— TEXT PROVIDED —
WAF & Bot Blocking: When Your Firewall Stops AI Crawlers

How Web Application Firewalls can accidentally block AI bots from reading your content.

What it measures

This check detects whether a Web Application Firewall (WAF) — Cloudflare, Sucuri, AWS WAF, Akamai — is blocking AI crawlers from accessing your content. WAFs protect against attacks but can accidentally block legitimate AI bots.

Why it matters for AI

When a WAF blocks an AI crawler, it typically serves a CAPTCHA challenge or 403 Forbidden response. AI bots can't solve CAPTCHAs, so your content becomes completely invisible. This is one of the most common reasons otherwise well-optimised content never appears in AI-generated answers.

User Agent	Used by	What to whitelist
GPTBot	ChatGPT / OpenAI	Allow in WAF rules
ChatGPT-User	ChatGPT browsing	Allow in WAF rules
ClaudeBot	Claude / Anthropic	Allow in WAF rules
PerplexityBot	Perplexity AI	Allow in WAF rules
Google-Extended	Google AI / Gemini	Allow in WAF rules

How to improve

Whitelist AI crawler user agents — Add an allow rule in your WAF for the bots listed above
Check your CDN settings — Cloudflare's "Bot Fight Mode" can block legitimate AI bots
Test with AI user agents — Use curl with a GPTBot user-agent string to test access
Monitor WAF logs — Look for blocked requests from legitimate AI crawlers

💡 Quick win

In Cloudflare: go to Security → WAF → Custom Rules. Create an "Allow" rule that matches user agents containing "GPTBot", "ClaudeBot", or "PerplexityBot".

— AIM OF THE EXERCISE —
Answer these questions about the text on WAF and bot blocking:
1. What two responses does a WAF typically serve when it blocks an AI crawler?
2. Which user agent is listed as used by Google AI / Gemini?
3. Which Cloudflare setting is named as able to block legitimate AI bots?
The data placed after this sentence is not needed.

— THE DATA —
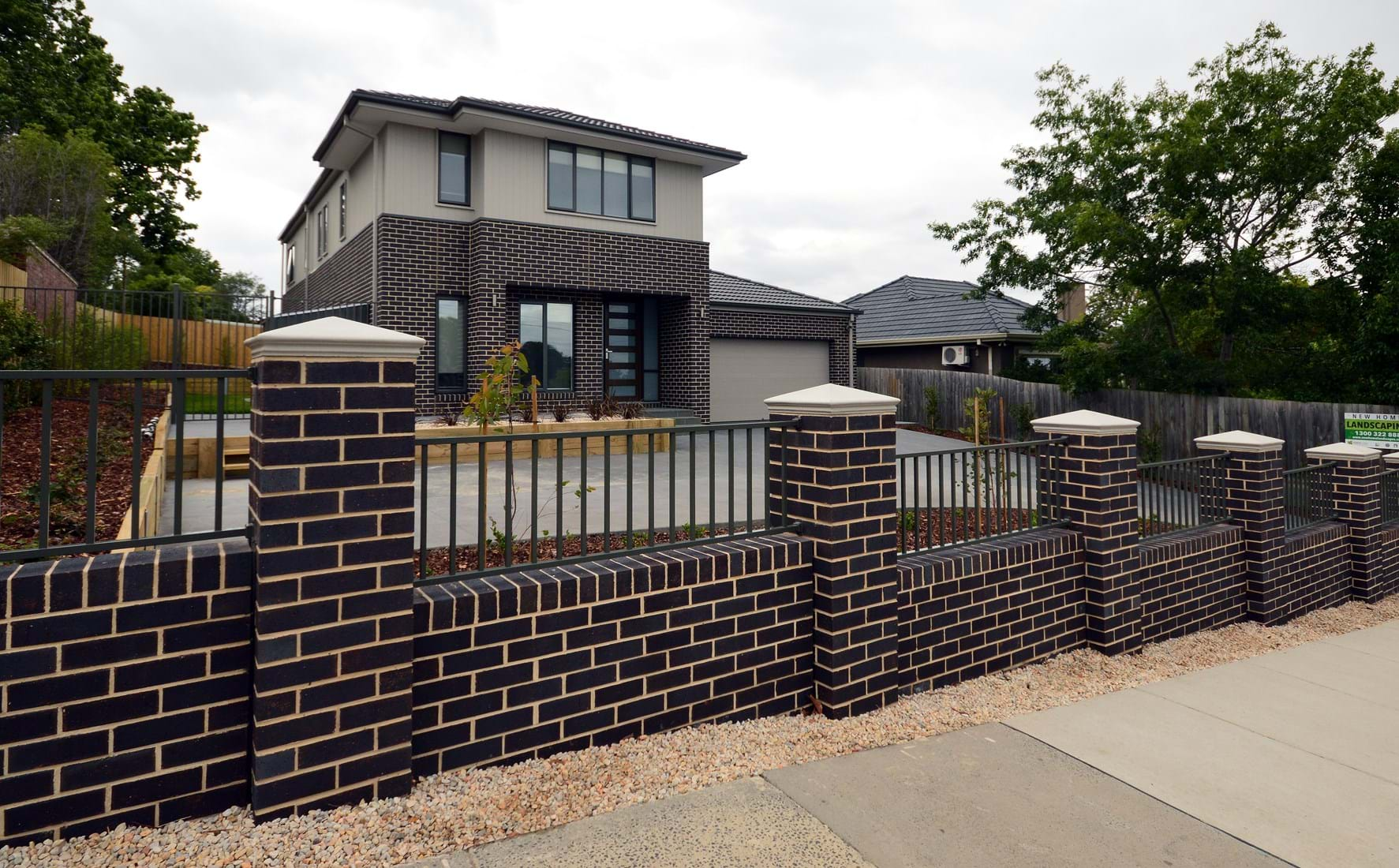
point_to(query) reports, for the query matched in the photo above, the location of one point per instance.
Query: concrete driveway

— TASK RESPONSE —
1. A CAPTCHA challenge or a 403 Forbidden response.
2. Google-Extended.
3. "Bot Fight Mode".